* Data taken from a collection
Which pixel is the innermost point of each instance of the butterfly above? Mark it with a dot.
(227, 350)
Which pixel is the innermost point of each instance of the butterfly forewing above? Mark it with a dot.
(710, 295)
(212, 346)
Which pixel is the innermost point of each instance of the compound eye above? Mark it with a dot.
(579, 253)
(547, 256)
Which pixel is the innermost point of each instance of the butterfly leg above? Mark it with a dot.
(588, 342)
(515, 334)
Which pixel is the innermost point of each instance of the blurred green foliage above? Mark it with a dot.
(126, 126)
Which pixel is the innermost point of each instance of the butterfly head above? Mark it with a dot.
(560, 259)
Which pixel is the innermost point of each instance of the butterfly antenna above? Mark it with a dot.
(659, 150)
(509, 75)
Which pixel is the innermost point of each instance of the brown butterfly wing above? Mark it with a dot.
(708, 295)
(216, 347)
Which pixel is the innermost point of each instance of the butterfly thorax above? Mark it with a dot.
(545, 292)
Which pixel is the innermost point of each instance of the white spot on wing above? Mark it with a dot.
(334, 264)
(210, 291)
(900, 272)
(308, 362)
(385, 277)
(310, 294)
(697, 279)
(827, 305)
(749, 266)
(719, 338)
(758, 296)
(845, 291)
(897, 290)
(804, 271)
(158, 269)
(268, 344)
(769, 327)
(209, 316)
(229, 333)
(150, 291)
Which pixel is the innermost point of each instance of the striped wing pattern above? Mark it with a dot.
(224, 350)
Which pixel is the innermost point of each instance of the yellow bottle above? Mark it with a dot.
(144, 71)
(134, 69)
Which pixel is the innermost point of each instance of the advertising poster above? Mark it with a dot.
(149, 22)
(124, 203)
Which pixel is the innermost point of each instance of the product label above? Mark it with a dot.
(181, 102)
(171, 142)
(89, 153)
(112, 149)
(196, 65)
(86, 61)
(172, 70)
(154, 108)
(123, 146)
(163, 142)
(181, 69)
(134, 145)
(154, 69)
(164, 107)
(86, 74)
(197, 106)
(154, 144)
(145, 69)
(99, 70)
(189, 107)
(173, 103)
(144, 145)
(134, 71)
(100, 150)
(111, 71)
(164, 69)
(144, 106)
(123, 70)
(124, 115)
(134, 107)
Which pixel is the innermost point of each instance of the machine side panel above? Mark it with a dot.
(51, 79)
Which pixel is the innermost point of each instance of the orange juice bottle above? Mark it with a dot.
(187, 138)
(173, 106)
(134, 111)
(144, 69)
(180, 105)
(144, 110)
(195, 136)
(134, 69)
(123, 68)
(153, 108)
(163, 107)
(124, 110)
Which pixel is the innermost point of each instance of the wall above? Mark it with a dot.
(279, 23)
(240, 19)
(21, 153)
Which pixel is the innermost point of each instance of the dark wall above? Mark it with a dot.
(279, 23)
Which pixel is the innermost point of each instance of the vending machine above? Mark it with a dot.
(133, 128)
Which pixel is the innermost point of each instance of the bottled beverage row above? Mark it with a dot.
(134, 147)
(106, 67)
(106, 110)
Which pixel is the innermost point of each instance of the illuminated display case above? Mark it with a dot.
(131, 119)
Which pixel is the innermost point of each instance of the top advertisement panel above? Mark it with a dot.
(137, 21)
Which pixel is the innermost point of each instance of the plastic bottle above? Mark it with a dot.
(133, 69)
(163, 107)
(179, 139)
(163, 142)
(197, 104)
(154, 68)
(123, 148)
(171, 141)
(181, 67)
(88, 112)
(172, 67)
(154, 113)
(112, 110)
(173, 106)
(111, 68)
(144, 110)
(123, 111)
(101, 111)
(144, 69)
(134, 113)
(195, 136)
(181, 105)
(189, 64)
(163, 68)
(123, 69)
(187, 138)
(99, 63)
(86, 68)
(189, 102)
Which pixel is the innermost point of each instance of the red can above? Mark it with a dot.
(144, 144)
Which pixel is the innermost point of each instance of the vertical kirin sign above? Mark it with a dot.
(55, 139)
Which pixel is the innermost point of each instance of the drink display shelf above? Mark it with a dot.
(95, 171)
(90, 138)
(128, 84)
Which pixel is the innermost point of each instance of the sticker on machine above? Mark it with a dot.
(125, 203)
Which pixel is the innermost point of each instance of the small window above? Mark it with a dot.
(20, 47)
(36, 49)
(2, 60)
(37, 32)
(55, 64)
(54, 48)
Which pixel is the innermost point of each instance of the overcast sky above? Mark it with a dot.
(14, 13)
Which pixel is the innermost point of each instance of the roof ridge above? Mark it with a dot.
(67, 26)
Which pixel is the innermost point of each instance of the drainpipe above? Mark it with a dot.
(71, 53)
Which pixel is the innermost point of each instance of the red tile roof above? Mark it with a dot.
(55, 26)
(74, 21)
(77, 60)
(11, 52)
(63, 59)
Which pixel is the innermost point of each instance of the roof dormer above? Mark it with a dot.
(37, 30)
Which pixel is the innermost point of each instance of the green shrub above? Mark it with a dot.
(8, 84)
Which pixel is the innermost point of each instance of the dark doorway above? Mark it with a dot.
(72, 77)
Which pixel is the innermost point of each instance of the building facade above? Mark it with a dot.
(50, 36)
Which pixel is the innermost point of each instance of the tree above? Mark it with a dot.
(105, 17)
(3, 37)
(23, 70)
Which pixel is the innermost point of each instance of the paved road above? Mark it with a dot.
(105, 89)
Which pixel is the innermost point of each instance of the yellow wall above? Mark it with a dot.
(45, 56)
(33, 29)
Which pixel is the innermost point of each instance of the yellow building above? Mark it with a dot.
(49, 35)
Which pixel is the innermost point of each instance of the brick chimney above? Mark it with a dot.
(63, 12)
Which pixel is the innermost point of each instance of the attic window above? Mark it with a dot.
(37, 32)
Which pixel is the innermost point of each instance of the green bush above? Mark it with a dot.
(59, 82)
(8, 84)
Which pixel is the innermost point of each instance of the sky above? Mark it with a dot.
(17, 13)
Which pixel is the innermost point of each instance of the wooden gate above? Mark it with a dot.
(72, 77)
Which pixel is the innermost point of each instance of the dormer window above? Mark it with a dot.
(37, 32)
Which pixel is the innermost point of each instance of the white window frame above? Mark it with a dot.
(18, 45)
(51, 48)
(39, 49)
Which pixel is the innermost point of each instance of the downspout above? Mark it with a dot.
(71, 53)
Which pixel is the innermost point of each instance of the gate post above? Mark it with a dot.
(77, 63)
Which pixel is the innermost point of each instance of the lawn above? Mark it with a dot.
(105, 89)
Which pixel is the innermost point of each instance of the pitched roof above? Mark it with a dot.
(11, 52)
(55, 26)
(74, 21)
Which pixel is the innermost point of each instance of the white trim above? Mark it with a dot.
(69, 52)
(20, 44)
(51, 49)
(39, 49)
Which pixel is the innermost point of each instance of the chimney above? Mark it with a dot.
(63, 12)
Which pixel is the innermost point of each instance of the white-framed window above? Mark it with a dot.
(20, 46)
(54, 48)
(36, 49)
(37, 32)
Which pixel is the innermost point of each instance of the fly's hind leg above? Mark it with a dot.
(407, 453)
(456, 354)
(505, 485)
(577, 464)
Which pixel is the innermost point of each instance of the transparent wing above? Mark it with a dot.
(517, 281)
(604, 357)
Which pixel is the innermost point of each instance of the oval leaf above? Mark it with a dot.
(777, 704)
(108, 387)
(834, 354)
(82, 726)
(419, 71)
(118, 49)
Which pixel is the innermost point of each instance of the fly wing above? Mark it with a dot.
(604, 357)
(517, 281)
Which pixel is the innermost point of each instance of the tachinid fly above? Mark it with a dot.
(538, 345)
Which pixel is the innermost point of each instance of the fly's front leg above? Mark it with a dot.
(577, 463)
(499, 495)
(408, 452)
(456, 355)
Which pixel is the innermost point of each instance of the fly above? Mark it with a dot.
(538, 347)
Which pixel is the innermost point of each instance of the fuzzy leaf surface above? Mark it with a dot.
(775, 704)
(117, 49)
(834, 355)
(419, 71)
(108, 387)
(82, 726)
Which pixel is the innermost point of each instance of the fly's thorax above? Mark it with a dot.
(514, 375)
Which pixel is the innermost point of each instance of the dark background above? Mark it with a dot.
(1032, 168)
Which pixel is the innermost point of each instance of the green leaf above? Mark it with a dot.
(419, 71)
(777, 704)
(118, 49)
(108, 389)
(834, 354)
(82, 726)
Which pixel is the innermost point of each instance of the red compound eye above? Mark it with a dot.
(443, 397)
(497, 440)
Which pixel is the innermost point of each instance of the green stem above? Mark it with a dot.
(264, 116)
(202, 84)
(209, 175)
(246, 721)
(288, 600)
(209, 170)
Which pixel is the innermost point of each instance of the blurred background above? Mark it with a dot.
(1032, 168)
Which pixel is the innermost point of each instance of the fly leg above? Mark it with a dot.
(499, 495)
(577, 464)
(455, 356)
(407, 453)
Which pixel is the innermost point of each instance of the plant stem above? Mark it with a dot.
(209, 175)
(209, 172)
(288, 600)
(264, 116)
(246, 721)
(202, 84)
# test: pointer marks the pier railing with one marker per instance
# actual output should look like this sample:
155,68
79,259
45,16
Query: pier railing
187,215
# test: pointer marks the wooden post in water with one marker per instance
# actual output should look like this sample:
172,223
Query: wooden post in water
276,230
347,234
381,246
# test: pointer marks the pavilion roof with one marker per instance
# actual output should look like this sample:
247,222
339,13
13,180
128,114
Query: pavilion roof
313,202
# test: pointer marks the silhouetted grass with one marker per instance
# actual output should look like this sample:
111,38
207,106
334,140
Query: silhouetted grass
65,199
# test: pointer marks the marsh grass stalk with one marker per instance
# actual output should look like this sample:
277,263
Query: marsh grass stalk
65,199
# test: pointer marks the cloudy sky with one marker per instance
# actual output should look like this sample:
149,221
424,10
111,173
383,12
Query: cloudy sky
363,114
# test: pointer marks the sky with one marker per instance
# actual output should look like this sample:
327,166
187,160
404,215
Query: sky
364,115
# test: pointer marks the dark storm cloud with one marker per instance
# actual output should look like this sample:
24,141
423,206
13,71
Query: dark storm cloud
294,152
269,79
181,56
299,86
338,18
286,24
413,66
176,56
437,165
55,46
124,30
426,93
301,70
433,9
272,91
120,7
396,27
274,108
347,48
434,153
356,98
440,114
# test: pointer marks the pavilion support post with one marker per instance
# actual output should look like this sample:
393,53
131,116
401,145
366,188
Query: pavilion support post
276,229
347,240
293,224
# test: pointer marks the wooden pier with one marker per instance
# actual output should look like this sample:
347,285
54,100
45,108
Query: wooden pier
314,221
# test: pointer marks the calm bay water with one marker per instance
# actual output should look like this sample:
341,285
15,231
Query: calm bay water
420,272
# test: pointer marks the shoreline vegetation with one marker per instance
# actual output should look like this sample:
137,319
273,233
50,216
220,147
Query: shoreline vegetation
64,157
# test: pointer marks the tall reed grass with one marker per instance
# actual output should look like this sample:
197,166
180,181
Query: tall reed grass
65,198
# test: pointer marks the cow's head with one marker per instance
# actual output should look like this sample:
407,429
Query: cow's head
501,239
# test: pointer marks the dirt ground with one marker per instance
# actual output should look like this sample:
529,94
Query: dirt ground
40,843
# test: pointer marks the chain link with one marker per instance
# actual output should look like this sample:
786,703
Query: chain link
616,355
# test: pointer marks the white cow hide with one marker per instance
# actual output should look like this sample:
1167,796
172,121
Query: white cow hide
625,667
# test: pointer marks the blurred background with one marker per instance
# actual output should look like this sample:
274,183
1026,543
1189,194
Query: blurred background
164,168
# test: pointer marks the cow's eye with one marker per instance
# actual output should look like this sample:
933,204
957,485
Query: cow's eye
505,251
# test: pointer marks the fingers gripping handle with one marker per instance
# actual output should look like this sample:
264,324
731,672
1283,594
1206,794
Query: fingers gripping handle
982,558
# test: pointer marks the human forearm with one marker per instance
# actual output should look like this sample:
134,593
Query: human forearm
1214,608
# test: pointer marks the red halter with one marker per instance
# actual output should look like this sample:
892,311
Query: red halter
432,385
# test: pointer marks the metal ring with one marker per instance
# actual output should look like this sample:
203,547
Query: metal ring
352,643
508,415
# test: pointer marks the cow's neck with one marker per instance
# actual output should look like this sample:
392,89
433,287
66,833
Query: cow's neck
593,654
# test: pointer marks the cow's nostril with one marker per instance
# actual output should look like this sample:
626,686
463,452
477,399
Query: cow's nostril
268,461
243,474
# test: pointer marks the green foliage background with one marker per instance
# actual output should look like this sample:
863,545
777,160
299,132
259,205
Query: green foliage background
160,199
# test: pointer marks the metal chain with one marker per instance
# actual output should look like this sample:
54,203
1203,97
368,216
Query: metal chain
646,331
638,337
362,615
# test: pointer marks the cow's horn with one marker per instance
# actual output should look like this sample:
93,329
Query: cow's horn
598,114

* Brief
Rewrite the data from the line containing "# test: pointer marks the metal ring" through the end, substituting "steel chain" for "metal chain" and leaving everything else unchanged.

* Task answer
# test: pointer marks the metal ring with one marker per instance
# actual output should look like this sample:
203,547
Query: metal ring
352,643
508,415
# test: pointer marks the cow's neck with one marker per instance
# actual output should look like this sample:
392,89
433,287
66,833
Query: cow's neck
593,654
# test: pointer marks the cow's nostril with one marker per instance
# actual output should look like this sample:
626,686
463,452
477,399
Query: cow's nostril
268,461
243,474
# test: pointer marks the green foliage background with one marker per instance
# actual output should look like this sample:
863,545
777,160
299,132
259,205
Query: green foliage background
160,199
# test: pointer marks the steel chain with one marker per instance
# actual output should look like this sample:
54,203
1203,97
368,216
Query: steel chain
646,331
638,337
362,615
# test: pointer marks the cow's horn with one marker per instance
# actual output should look like this sample:
93,329
Query: cow's horn
598,114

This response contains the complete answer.